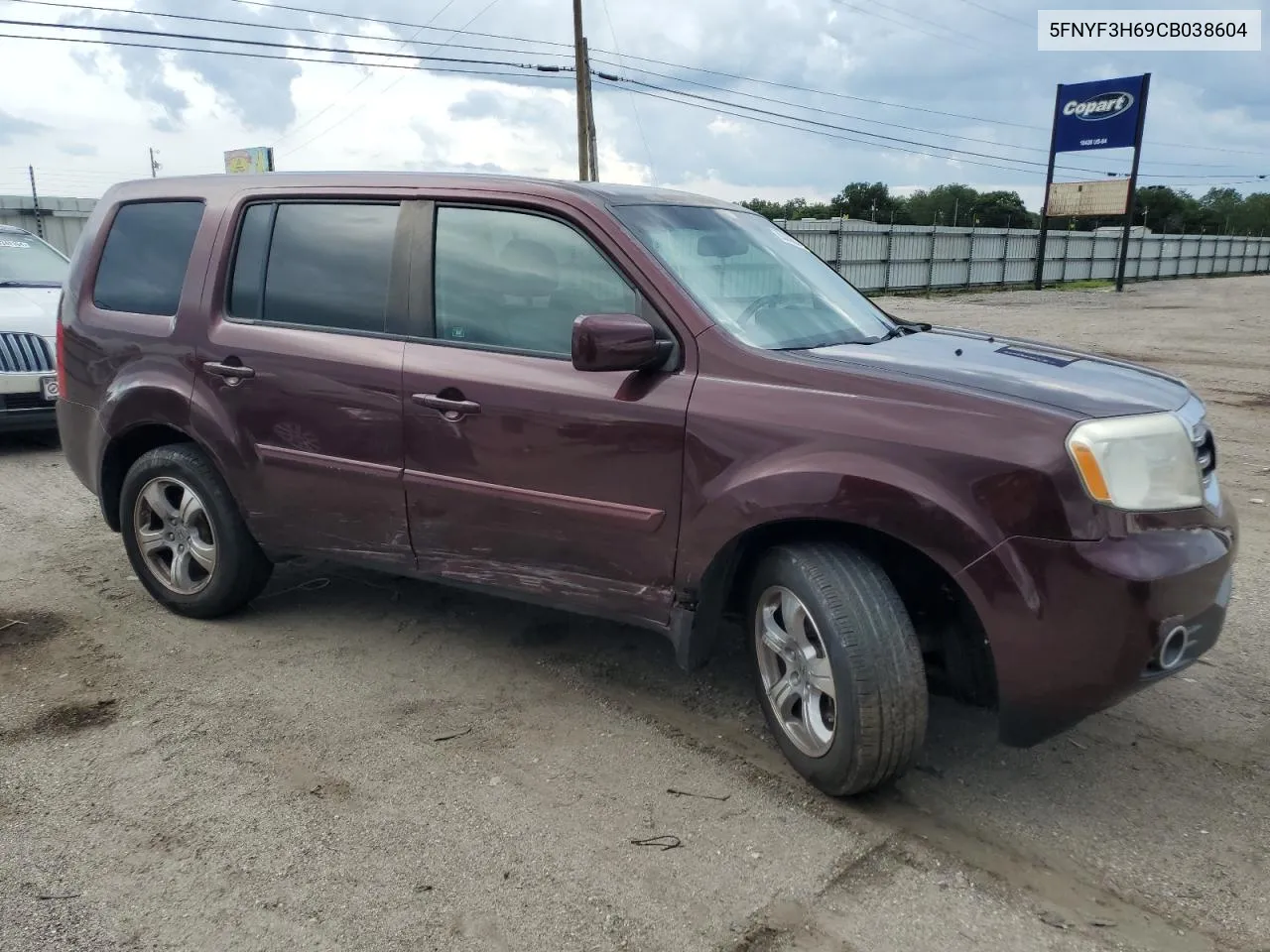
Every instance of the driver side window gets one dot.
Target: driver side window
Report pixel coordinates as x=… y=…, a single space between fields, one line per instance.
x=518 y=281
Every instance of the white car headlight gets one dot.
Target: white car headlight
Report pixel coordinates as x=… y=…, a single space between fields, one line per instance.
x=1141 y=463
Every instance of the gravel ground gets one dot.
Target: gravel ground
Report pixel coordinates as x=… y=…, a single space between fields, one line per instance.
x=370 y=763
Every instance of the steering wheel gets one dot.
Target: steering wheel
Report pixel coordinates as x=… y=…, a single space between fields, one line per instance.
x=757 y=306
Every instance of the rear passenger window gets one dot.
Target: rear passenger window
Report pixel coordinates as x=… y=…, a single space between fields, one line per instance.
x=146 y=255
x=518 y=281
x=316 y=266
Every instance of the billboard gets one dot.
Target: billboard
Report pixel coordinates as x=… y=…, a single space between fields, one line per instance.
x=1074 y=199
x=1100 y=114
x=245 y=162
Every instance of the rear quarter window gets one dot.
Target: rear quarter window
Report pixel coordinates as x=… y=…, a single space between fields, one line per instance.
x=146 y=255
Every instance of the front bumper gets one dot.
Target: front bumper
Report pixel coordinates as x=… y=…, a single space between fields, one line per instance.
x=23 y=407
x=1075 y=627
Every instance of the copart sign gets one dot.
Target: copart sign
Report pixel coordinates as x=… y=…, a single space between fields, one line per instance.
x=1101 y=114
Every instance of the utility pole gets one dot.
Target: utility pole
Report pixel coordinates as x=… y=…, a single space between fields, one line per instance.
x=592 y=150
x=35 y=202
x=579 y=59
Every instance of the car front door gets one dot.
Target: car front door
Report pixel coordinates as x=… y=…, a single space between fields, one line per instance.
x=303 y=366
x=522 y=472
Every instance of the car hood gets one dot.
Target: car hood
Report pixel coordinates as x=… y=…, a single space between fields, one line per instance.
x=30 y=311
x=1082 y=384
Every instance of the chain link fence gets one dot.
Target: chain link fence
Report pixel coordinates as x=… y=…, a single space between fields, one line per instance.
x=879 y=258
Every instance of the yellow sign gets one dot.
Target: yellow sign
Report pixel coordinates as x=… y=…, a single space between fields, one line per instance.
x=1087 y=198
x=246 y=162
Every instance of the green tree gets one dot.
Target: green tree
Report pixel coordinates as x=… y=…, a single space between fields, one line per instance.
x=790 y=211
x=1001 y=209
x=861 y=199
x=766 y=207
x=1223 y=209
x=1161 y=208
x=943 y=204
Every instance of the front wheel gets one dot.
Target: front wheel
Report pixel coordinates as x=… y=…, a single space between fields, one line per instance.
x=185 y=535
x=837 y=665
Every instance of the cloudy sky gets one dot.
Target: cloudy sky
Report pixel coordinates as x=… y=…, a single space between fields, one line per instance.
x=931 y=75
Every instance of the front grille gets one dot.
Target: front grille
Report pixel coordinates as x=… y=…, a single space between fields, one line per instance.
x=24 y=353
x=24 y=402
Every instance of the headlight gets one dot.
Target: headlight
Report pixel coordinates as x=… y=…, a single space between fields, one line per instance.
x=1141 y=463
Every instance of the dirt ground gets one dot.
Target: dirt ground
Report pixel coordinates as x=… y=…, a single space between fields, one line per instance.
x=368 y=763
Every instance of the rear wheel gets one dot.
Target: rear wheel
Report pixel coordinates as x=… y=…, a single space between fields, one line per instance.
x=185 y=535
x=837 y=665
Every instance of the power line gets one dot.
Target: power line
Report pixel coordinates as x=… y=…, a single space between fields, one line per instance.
——————————
▶ [WHAT TO PRODUCE]: Switch "gets one dot" to "gets one marker" everywhere in the records above, then write all the records out again with nothing else changed and the pictures left out.

▶ [SOLUTION]:
Every instance of the driver side window gets one marker.
Target: driver side window
Report pixel coordinates as x=… y=…, a single space between fields, one line per instance.
x=518 y=281
Every instance of the white car headlight gets one marker.
Target: white car headlight
Report pixel coordinates as x=… y=…, a single space between fields, one line per instance.
x=1141 y=463
Every instance of the gravel ground gets one marker.
Target: gravel ground
Report pixel coordinates as x=… y=…, a single space between fields, one line per instance.
x=370 y=763
Every instance of the steering wheel gets one marker.
Target: steering wheel
Report pixel coordinates as x=… y=…, a single space between fields, one line per instance.
x=757 y=306
Every instance of the rear passenger window gets one marker.
Target: rear passenger window
Report pixel coordinates as x=… y=…, a single space between fields, one line per instance.
x=146 y=255
x=518 y=281
x=316 y=266
Every instance of the billboard gets one marker.
Target: billboard
Report pixel coordinates as x=… y=…, a single space between fields, one line per instance.
x=1074 y=199
x=1100 y=114
x=245 y=162
Every instance of the rear quarter window gets one marker.
Target: rear quarter window
Report pixel coordinates as x=… y=…, a single space between fields, one line per instance.
x=146 y=255
Every instance of the front bumper gets one marker.
Target: front bumper
Report pixel coordinates as x=… y=…, a single space between fields, one line per instance.
x=23 y=407
x=1075 y=627
Every instance of the copart sign gets one marker.
Target: copart sign
Report pixel coordinates as x=… y=…, a single space between fields, one line per instance.
x=1101 y=114
Every instance of the utility pole gets one marker.
Target: utility pole
Report pixel coordinates as x=… y=…, a single space between fields, one line per instance.
x=592 y=150
x=35 y=202
x=579 y=59
Every instance of the car front door gets one marker.
Target: car front door
Report pixel coordinates as x=… y=…, a single space between fields, one line per instance.
x=303 y=366
x=522 y=472
Every instance of the car hood gets one marker.
Target: car hood
Report pixel coordinates as x=… y=…, a single space between fields, one line per instance.
x=30 y=311
x=1082 y=384
Every instance of the chain link fence gets one marker.
Target: chain link fence
Report pixel coordinates as x=… y=…, a single space between fields, one line per instance.
x=879 y=258
Every instance of the yellow sign gets one marker.
Target: yellow sign
Report pixel coordinates as x=… y=…, a single space between fields, one line per instance.
x=1087 y=198
x=246 y=162
Every instance of the green tree gets one marker.
Target: green tree
Report pixel coordinates as x=… y=…, a single space between fields, one line per instance.
x=790 y=211
x=1001 y=209
x=861 y=199
x=766 y=207
x=1223 y=209
x=1161 y=208
x=943 y=204
Every instance of the front wheel gets one marker.
Target: front wheel
Report pixel coordinates as x=… y=…, a single space between fields, one line per instance.
x=185 y=535
x=837 y=665
Every instance of the cloudy sky gets one marker.
Target: cloudy sky
Report pixel coordinates as x=… y=…, a single space between fields, one line per instance.
x=931 y=75
Every instance of the front grille gets one marker.
Target: front grille
Report pixel coordinates as x=… y=…, a single space between fields, one line per instance.
x=24 y=353
x=24 y=402
Every instance of the headlight gets one marker.
Target: headlight
Report pixel coordinates as x=… y=…, a single space between fields, one line per instance.
x=1141 y=463
Every instance of the dirt ground gets one marker.
Target: dirt ground
Report pixel coordinates as x=… y=…, a single space between fields, one line per instance.
x=368 y=763
Every instance of the rear wheel gets one marker.
Target: rear wheel
Report pixel coordinates as x=… y=…, a single space between fields, one line per instance.
x=185 y=535
x=837 y=665
Every instance of the power line gets one marker.
Target: power line
Report pixel coordinates as x=… y=…, a single space between fields, one line per instance.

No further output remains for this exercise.